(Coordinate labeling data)

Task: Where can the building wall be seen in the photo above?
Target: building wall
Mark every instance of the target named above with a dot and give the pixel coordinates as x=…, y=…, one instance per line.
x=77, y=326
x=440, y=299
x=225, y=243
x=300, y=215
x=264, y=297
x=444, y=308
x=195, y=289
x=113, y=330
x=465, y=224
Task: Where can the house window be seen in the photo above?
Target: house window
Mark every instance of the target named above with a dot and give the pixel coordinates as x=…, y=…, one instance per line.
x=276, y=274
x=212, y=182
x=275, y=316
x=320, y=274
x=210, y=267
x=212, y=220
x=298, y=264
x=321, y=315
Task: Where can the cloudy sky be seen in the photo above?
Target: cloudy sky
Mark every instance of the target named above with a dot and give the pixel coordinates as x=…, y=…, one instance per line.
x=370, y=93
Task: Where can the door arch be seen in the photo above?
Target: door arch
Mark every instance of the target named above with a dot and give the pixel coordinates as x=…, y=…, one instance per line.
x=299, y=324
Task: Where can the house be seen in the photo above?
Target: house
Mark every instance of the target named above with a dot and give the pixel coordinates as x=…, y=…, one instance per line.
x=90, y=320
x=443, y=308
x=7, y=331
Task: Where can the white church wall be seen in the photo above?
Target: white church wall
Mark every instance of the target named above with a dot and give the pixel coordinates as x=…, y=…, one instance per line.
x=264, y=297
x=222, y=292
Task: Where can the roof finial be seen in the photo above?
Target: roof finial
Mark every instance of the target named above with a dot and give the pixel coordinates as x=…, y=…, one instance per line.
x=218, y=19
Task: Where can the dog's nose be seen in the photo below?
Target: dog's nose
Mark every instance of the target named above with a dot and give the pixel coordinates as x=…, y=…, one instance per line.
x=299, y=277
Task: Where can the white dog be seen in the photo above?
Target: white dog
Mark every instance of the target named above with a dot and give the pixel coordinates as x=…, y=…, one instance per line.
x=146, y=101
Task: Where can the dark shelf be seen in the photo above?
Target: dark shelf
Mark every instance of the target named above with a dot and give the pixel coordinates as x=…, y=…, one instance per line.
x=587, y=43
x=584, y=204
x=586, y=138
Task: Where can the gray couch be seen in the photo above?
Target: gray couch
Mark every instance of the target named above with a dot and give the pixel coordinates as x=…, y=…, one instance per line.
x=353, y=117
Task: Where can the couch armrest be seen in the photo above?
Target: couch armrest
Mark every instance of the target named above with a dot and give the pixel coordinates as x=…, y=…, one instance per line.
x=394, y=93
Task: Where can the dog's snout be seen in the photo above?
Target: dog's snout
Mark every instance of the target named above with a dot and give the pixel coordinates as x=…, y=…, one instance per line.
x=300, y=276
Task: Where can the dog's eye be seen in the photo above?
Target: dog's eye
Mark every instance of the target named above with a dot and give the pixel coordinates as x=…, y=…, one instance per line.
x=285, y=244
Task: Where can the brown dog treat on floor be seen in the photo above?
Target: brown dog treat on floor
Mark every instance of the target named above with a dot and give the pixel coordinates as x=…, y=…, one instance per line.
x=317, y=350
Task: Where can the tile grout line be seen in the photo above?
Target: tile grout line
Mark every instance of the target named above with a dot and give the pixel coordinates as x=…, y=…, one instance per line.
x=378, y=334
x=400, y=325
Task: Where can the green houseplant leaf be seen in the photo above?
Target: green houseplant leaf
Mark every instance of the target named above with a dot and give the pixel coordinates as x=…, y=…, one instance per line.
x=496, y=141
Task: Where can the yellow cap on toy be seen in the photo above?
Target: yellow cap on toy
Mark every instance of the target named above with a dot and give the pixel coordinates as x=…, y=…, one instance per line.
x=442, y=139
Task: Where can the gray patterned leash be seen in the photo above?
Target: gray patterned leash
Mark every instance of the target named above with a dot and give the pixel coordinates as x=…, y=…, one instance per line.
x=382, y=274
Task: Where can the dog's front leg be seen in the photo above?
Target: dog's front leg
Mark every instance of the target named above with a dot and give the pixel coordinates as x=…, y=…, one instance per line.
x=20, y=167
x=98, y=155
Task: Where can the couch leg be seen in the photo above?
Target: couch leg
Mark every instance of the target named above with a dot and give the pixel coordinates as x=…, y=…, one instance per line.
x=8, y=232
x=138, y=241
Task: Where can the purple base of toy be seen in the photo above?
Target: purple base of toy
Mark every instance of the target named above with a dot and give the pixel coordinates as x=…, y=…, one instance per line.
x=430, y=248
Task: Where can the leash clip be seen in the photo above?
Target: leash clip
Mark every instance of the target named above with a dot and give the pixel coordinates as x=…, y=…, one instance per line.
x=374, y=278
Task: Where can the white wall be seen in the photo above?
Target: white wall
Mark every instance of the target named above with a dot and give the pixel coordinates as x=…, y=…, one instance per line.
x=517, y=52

▸ INSTRUCTIONS FOR THE TASK:
In the data above, change "dark shelf" to "wooden shelf" and leave everything else the same. Begin at the line that has "Task: Where can the dog's nose", stop after the line that has "x=586, y=138", and return only those lines.

▸ RESPONSE:
Task: Where can the dog's nose be seen in the photo below?
Target: dog's nose
Mark every instance of the target named above with a dot and give the pixel coordinates as x=…, y=…, one instance per line.
x=299, y=277
Task: Where can the white dog be seen in the photo above?
Target: white dog
Mark every instance of the target named above with a dot and give the pixel coordinates as x=…, y=…, one instance per line.
x=146, y=101
Task: Where can the wooden shelf be seen in the photo above?
Target: wooden shelf
Mark every instance of the target named above with a dot and give the pixel coordinates as x=…, y=…, one instance per line.
x=587, y=43
x=584, y=204
x=586, y=138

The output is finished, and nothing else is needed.